-------- Document segment --------

Academic prescribes turbines to cool global warming

Scheme would cost every European a whopping $500


A researcher at the University of Alberta has come up an odd scheme to reduce the effects of global warming – one that involves 8,100 barges equipped with wind turbines pumping water to produce more Arctic ice.

Dr. Peter Flynn, who holds the Poole Chair in Management for Engineers, suggested the unusual plan as a last resort to deal with one of the strangest consequences of climate change: it could actually plunge Europe into a deep freeze.

That’s because a warming climate has weakened the Gulf Stream, a current that works like a giant conveyor belt, pulling warm water from the south Atlantic into the Greenland Sea, where it cools and sinks into the deep.

This movement of warm water releases heat into the air. And that keeps the climate of countries like the UK, which is at the same latitude as Labrador, soggy and mild rather than bitterly cold.

But with the amount of Arctic sea ice shrinking, the Gulf Stream has slowed. Research conducted last summer showed the Gulf Stream had weakened by some 30 per cent.

To prevent Europe from freezing over, Flynn suggests that 8,100 barges mounted with wind turbines and water pumps could be frozen into the sea ice.

The pumps, powered by the turbines, would gush water from beneath the ice on to the surface, where it would freeze and thicken up to seven metres during the winter.

The project comes with a hefty pricetag: $50 billion. But during an appearance on the CBC science program Quirks and Quarks, Flynn reasoned that Europe’s big chill could affect 100 million people, which works out to just $500 each.

“If the glaciers are at your back door or if the Thames is freezing over, $500 per person is not too large a number,” he said.

He added that curbing the amount of fossil fuels being burned is the best cure for global warming, but other options may be needed.

“This would be our last choice. Our first choice would be not to put too much carbon in the atmosphere.”

“We’d love to treat the root of the problem, but if the world gets into a crisis, it might be necessary to deal with the symptoms as well.”

-------- Available data --------

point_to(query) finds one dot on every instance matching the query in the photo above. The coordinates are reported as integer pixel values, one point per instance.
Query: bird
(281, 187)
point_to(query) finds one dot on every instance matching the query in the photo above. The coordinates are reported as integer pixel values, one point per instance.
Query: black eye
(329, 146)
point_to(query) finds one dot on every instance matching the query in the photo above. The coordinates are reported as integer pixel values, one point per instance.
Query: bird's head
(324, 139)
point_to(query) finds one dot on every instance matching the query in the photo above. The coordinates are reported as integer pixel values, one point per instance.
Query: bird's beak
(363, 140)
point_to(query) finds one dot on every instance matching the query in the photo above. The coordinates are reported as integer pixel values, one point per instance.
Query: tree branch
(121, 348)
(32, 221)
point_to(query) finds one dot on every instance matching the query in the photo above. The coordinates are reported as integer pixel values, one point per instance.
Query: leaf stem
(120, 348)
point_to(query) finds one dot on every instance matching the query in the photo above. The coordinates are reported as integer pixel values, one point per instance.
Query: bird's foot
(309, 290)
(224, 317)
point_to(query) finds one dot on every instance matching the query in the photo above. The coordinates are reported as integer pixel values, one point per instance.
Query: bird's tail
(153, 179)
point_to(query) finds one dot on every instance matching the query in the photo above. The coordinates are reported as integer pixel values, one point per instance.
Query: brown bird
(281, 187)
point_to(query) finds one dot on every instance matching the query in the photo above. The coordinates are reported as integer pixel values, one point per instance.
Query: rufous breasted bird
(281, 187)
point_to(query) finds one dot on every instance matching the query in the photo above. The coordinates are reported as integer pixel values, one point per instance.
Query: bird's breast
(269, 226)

--------

What to do:
Answer these questions using the article on the Arctic ice scheme:
(a) How many barges does the plan call for?
(b) By how much had the Gulf Stream weakened, according to research conducted last summer?
(c) What is the total price tag of the project?
None of these items is needed.

Output:
(a) 8,100 barges
(b) By some 30 per cent
(c) $50 billion